▸ **Dataset entries**:
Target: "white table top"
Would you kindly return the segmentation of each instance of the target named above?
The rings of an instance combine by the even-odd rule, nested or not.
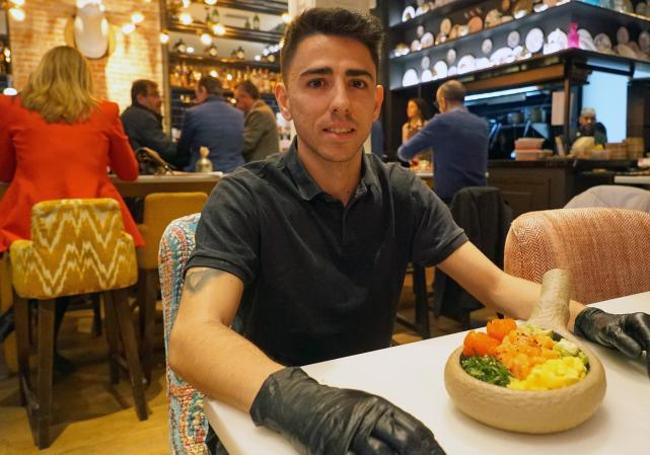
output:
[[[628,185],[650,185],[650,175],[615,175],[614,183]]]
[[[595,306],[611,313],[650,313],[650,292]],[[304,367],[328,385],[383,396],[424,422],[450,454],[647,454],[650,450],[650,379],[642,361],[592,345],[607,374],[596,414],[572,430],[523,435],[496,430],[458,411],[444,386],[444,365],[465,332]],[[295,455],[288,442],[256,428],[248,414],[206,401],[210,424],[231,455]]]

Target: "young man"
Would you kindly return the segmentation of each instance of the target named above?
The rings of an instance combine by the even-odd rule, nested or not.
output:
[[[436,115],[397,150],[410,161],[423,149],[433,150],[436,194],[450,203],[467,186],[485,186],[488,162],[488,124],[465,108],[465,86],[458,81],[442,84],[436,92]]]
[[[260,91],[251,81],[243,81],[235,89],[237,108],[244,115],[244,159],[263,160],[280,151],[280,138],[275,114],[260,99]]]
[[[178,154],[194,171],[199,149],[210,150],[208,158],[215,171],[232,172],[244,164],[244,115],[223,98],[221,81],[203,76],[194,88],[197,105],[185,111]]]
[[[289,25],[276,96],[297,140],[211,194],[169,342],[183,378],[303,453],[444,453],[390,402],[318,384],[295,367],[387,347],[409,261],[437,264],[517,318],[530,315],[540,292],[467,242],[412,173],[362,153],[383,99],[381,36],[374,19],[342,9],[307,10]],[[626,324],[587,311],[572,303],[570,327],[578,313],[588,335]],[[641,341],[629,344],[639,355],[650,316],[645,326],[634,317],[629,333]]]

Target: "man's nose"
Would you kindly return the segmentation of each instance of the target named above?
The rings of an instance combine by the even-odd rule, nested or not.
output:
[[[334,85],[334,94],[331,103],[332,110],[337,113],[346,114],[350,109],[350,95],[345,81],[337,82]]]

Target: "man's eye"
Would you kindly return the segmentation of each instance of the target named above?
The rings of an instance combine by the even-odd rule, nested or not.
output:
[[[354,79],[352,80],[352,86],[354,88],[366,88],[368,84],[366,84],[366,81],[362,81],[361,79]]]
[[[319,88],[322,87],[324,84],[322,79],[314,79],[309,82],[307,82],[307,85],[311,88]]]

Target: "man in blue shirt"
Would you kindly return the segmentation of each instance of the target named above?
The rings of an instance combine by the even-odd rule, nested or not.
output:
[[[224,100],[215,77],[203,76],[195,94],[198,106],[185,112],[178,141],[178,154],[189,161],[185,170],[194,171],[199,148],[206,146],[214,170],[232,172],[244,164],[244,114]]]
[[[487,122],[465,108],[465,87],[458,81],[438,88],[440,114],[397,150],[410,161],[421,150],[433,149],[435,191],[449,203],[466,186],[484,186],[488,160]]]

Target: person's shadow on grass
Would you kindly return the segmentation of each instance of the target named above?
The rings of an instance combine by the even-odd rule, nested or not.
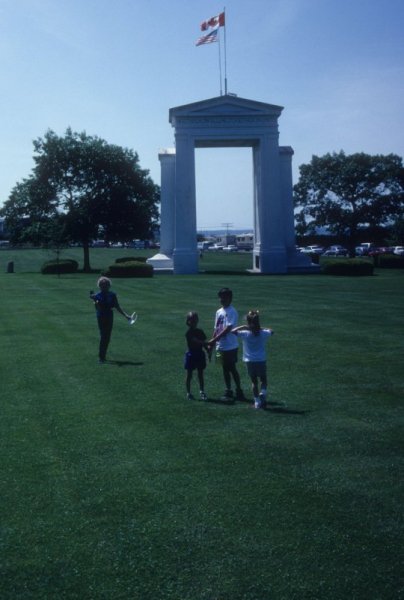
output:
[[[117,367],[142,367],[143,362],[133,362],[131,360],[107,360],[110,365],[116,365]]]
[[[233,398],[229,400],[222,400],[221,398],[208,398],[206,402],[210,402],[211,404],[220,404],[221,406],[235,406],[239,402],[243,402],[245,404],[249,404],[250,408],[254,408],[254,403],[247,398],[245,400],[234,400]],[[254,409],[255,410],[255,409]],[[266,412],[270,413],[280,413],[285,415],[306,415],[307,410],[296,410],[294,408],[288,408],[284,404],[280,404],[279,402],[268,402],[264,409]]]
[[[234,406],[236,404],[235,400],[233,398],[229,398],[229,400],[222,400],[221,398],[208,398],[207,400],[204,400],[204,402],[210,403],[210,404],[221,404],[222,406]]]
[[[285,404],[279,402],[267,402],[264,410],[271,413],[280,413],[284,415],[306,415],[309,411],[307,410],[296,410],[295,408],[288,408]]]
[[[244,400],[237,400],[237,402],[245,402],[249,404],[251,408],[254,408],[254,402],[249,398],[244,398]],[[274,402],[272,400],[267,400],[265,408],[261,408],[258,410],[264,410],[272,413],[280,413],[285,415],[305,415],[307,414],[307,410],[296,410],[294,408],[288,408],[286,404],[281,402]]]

--

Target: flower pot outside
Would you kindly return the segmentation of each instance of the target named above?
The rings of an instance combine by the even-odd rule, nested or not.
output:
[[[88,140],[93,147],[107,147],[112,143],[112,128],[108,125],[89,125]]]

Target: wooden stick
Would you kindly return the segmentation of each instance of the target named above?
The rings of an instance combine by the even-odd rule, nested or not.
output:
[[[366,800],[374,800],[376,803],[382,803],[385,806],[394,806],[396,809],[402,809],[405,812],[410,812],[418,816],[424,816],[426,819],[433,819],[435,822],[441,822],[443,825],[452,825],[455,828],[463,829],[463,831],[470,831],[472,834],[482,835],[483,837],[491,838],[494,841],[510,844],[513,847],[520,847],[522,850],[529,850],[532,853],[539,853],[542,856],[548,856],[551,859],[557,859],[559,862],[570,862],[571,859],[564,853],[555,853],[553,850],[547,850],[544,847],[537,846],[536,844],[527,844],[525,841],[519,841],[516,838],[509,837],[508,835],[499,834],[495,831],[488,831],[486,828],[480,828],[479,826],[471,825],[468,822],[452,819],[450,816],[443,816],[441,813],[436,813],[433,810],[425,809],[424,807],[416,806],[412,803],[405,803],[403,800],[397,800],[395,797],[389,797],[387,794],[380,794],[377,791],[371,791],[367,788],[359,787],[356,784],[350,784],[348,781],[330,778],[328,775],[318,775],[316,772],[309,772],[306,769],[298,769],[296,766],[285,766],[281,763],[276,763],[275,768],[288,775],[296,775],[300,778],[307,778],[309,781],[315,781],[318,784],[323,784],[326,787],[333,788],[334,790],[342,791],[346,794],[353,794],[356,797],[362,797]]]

▸ **Required work**:
What you give back should be exactly the lines of the data above from the line with "Target: flower pot outside" through the line with "Target: wooden stick", both of those included, and nothing more.

▸ **Answer space**:
Target: flower pot outside
Would you kindly return the segmentation of each instance of the target named above?
The rings of an instance combine by the even-odd rule, nested or not.
output:
[[[88,140],[93,147],[107,147],[112,143],[112,128],[108,125],[89,125]]]

Target: wooden stick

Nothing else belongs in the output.